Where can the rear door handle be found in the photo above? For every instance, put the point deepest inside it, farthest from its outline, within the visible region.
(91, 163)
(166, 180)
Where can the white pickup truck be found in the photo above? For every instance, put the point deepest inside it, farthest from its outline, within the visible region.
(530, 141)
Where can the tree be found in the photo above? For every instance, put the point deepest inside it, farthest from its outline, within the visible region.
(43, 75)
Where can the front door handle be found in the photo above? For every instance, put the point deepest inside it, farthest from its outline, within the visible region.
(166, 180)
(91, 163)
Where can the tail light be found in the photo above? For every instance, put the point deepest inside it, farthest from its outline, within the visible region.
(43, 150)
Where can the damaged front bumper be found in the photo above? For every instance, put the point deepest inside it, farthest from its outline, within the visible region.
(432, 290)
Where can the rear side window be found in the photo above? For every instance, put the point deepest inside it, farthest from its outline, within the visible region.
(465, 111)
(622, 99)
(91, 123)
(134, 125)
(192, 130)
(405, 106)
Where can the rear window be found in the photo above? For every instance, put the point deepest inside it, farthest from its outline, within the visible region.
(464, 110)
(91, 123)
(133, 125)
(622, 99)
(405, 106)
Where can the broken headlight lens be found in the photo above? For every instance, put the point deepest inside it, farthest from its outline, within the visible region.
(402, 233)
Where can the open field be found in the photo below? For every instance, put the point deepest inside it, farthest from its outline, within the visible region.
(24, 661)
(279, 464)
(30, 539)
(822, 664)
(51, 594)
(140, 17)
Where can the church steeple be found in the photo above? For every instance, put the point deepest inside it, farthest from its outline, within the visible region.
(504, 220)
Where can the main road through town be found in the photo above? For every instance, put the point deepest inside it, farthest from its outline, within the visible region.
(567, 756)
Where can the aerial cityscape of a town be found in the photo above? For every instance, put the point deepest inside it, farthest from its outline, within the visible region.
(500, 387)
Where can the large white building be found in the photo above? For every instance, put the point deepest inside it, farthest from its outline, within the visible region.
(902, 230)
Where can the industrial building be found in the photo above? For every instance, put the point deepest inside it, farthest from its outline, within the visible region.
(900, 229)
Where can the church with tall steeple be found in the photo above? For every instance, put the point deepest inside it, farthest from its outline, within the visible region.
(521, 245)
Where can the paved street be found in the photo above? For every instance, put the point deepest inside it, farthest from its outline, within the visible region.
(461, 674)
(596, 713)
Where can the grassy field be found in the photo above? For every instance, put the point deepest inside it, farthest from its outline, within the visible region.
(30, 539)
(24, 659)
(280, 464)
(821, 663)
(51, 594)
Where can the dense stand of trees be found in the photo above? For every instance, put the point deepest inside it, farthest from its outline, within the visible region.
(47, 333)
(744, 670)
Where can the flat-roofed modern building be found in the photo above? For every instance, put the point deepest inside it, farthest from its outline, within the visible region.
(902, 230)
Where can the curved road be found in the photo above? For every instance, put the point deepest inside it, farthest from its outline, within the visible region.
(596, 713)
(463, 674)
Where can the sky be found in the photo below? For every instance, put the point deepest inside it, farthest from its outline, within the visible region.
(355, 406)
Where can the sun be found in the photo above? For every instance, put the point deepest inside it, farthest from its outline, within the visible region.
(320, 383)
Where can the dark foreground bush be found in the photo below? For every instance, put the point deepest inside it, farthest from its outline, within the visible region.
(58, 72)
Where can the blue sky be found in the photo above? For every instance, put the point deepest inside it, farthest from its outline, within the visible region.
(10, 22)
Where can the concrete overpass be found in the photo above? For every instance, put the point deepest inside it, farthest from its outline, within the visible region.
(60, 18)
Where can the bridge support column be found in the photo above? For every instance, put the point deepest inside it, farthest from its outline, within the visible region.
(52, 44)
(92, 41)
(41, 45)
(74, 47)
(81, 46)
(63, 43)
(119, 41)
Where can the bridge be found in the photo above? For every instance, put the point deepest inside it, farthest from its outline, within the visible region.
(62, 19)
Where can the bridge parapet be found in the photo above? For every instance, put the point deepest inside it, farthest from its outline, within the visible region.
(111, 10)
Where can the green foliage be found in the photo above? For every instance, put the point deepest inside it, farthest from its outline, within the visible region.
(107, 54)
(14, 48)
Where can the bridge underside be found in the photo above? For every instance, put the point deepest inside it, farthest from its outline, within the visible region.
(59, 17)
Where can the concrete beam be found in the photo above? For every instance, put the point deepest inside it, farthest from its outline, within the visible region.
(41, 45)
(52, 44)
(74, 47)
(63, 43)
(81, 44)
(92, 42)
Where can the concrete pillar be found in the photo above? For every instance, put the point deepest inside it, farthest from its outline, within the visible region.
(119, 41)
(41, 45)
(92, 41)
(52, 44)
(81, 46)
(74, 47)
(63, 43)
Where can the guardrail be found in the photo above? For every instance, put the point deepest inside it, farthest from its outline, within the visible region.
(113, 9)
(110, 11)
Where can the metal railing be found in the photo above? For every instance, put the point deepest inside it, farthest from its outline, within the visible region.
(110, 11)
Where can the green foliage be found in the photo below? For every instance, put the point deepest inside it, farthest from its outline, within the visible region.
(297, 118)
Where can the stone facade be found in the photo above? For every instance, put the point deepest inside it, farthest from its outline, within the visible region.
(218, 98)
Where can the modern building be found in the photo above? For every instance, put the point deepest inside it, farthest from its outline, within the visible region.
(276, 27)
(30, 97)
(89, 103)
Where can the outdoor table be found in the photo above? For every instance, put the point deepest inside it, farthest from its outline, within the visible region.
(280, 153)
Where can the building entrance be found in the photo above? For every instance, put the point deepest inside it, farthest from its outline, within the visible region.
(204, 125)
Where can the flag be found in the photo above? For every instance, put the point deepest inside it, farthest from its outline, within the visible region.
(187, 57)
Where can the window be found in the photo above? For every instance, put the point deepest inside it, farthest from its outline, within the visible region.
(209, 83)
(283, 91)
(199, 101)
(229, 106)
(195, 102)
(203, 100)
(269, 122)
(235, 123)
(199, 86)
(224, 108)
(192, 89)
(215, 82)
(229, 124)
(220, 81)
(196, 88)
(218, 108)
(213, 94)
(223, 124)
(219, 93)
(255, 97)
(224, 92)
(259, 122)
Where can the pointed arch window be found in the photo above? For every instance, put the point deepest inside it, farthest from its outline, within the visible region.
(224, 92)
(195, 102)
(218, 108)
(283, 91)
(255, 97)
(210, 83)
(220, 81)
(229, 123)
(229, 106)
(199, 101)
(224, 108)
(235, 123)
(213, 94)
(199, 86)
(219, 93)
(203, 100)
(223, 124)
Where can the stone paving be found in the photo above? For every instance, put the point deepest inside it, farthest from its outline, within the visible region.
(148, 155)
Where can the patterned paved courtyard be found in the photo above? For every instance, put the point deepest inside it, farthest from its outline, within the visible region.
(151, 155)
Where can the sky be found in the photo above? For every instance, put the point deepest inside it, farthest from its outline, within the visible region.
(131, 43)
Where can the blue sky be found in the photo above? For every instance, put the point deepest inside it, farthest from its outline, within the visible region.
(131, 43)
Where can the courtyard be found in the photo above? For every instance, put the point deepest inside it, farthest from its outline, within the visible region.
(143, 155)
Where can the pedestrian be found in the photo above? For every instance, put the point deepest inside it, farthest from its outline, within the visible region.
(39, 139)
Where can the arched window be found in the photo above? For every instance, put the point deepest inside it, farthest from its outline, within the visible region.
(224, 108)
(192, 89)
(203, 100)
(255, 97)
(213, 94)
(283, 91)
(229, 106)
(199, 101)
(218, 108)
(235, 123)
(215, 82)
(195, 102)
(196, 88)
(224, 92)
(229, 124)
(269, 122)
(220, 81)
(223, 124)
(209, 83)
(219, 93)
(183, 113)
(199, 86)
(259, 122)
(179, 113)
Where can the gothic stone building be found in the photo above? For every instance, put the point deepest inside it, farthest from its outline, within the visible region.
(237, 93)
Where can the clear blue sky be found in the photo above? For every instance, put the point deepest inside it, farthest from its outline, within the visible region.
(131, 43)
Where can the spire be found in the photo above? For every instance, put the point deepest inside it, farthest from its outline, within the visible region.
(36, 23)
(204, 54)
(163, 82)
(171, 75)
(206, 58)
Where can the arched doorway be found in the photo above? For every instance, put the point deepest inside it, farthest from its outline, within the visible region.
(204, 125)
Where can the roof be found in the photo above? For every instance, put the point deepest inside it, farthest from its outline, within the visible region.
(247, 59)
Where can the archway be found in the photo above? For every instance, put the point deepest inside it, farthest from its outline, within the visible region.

→ WHAT NEEDS TO BE DONE:
Write out again, unchanged, every line from the line containing "Where can the arched window" to the final line of the material above.

→ WORKED ANSWER:
Where can the arched window be found in the photo above? For every instance, put the point deepest inside it, farthest from its outline, within the visible region.
(224, 108)
(192, 89)
(203, 100)
(255, 97)
(213, 94)
(283, 91)
(229, 106)
(199, 101)
(218, 108)
(235, 123)
(215, 82)
(195, 102)
(196, 88)
(224, 92)
(229, 124)
(269, 122)
(220, 81)
(223, 124)
(209, 83)
(219, 93)
(183, 113)
(199, 86)
(259, 122)
(179, 113)
Where can the gothic stone building be found in the photo above? For every instance, put the point deepest inside it, farthest from its outline, within the visible region.
(237, 93)
Where can the clear blue sky be found in the photo above? For every instance, put the point deepest inside it, farthest from its outline, within the visible region.
(131, 43)
Where can the spire be found in the photo above? For every instance, put the point deepest inside it, farthest from its outline, within the visible region.
(36, 23)
(204, 54)
(163, 82)
(171, 75)
(206, 58)
Where can the arched doorway be found in the photo above? For every instance, put the point deepest inside it, farthest from its outline, within the visible region.
(204, 125)
Where can the roof be found in the photo above? For every instance, put the point deepest inside it, farthest from its outline, within the visible region.
(247, 59)
Where can the archway be found in the photo above? For every instance, put the point deepest inside it, farthest from its outline, within the visible region.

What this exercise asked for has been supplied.